Set problem>
Copy out each line exactly; pictures stay out of the copy.

Point annotation records
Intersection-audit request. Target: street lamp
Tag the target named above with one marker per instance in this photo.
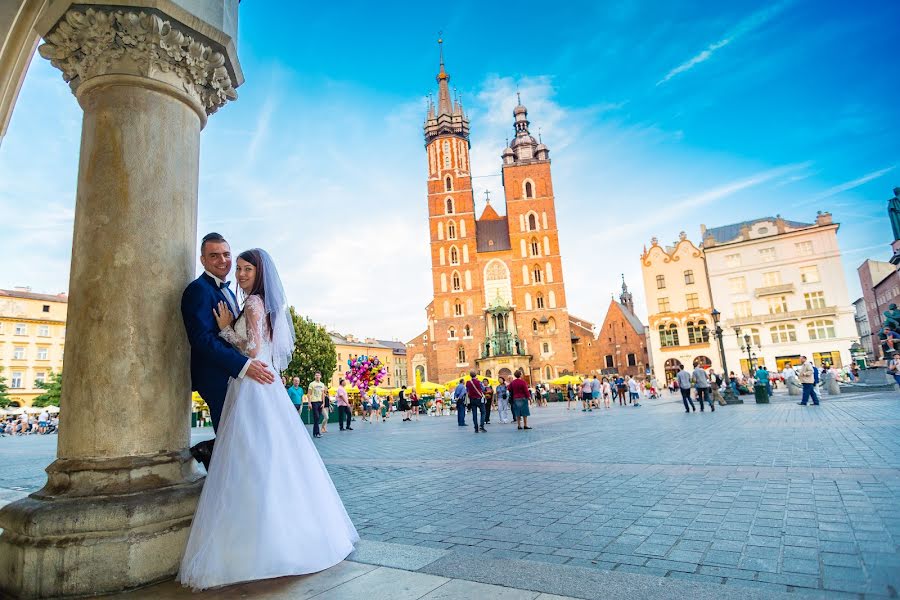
(729, 395)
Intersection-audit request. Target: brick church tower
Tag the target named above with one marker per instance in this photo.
(499, 299)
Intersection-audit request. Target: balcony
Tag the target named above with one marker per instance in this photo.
(772, 290)
(792, 315)
(502, 344)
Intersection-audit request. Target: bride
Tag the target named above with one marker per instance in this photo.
(268, 507)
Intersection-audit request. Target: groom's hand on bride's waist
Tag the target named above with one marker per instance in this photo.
(259, 371)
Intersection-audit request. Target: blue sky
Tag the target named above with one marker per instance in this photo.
(659, 117)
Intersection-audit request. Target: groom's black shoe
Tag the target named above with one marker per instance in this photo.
(202, 452)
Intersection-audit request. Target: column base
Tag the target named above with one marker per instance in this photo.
(71, 545)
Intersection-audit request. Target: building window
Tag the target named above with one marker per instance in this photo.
(771, 278)
(737, 285)
(781, 334)
(777, 305)
(742, 309)
(804, 248)
(668, 336)
(809, 274)
(820, 330)
(814, 299)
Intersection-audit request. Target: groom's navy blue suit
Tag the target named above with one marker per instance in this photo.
(213, 360)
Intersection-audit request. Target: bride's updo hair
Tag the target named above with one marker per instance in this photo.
(253, 257)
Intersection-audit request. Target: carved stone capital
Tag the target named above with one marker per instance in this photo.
(92, 43)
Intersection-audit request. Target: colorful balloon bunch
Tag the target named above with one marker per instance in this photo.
(365, 372)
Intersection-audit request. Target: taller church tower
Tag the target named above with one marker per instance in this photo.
(455, 325)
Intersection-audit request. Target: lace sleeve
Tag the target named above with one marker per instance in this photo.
(253, 315)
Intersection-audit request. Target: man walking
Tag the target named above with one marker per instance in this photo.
(316, 396)
(684, 384)
(296, 394)
(459, 395)
(475, 392)
(701, 383)
(807, 377)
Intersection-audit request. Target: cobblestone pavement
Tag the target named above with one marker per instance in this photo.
(785, 498)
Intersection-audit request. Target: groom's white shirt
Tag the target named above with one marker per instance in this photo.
(233, 305)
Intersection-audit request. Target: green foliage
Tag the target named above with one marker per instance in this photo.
(52, 391)
(314, 351)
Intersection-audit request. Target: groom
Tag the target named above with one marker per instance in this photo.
(213, 360)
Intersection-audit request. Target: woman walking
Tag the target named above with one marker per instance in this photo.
(502, 393)
(518, 389)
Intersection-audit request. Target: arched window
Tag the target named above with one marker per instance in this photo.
(820, 330)
(783, 333)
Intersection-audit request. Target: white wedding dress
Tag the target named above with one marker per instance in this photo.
(268, 507)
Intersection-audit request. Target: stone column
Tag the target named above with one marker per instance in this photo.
(117, 507)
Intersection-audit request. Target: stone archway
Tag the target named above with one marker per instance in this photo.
(116, 510)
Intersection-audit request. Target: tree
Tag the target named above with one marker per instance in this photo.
(314, 351)
(4, 397)
(52, 391)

Solution>
Intersection-audit request. Target: street lamp
Tag the target named above with one marker per instance in this photo.
(729, 395)
Intersection-audit request. Target: brick church tower
Tag the target named above with one marker per instance in this photo.
(499, 299)
Intersection-audit request. Target: balcony
Tag the target named above with one marker per instance in this photo.
(772, 290)
(792, 315)
(502, 344)
Intersection-audit request. Target: bride
Tag the target named above with one marker per instance in this photo.
(268, 507)
Intersection-audit request. Target: groom's hand on bride's waist
Tag the target named above with one marker per instance in this photo.
(259, 371)
Intersection-audit request. Target: blue sky
Tag the target named above with one marker per instance in this photo.
(659, 117)
Intersection-audit request. Target: groom's black shoe
Tag the target named above with one marker per instance in this photo.
(202, 452)
Intersection-audit request. Target: column base
Tag the target named above with one marker per instance in this photo.
(71, 545)
Intersection-audit request. Target: building window
Tag the target named above with one marker per instance in this photo.
(771, 278)
(737, 285)
(781, 334)
(777, 305)
(742, 309)
(804, 248)
(668, 336)
(809, 274)
(820, 330)
(814, 299)
Intersection-audit request. Target: groom's navy blue suit
Tag the target named above with one marker per instance in this photo.
(213, 360)
Intersection-audit request. Target: bride's updo hair
Tag the target named above with one marker per instance in this photo.
(253, 257)
Intersection-audit request. Target: carved stone capital
Tag the target named above with one marker per instance in this photo.
(92, 43)
Intersection-audit request. Target: colorful balloon bunch
Tag the target named above with one marker per instance in this photo.
(365, 372)
Intersection-audit request. Target: taller church tower
Tag the target named above with one marker per instance in this photo.
(455, 325)
Intersection-audit request. Target: lace sleeve
Tag the target named above with one marker per instance in this photo.
(253, 315)
Intersection-audit request. Target: man walking
Tag the target named above with one marker per instance in this photo.
(316, 396)
(684, 384)
(296, 394)
(459, 395)
(475, 392)
(701, 383)
(807, 377)
Intersection-audit request. Target: cobblestone pavement
Tag the target named above with one marker per instance in this photo.
(785, 498)
Intersection-audit request. Target: groom's white shirt
Tag the target named above with one marker per instance in this photo.
(233, 305)
Intersection-audit request. Target: green foliage
Tag the target named above with one marker per instance in this photo.
(52, 391)
(314, 351)
Intersection-audit request. Target: groom
Tag the target named above with one marker per instance in this photo.
(213, 360)
Intersection-audit request. Target: woman walking
Tag the target named above with one marker per instance in this photo.
(502, 393)
(518, 389)
Intersection-audit request. Target: arched window
Tag the target named above with one marker per instance in this photo.
(820, 330)
(783, 333)
Intersection-audit request. Target: white wedding dress
Tag the target named above with one marker per instance in this photo.
(268, 507)
Intersection-audit request. Target: stone column
Tag the target named above with one marker per instance in this photo.
(117, 507)
Intersection-audit request. Target: stone archway
Tag the target named above with one marker per instance in this photo.
(116, 510)
Intersection-audit request. Target: tree
Tag the target named above with one marker per instance in this photo.
(314, 351)
(4, 397)
(52, 391)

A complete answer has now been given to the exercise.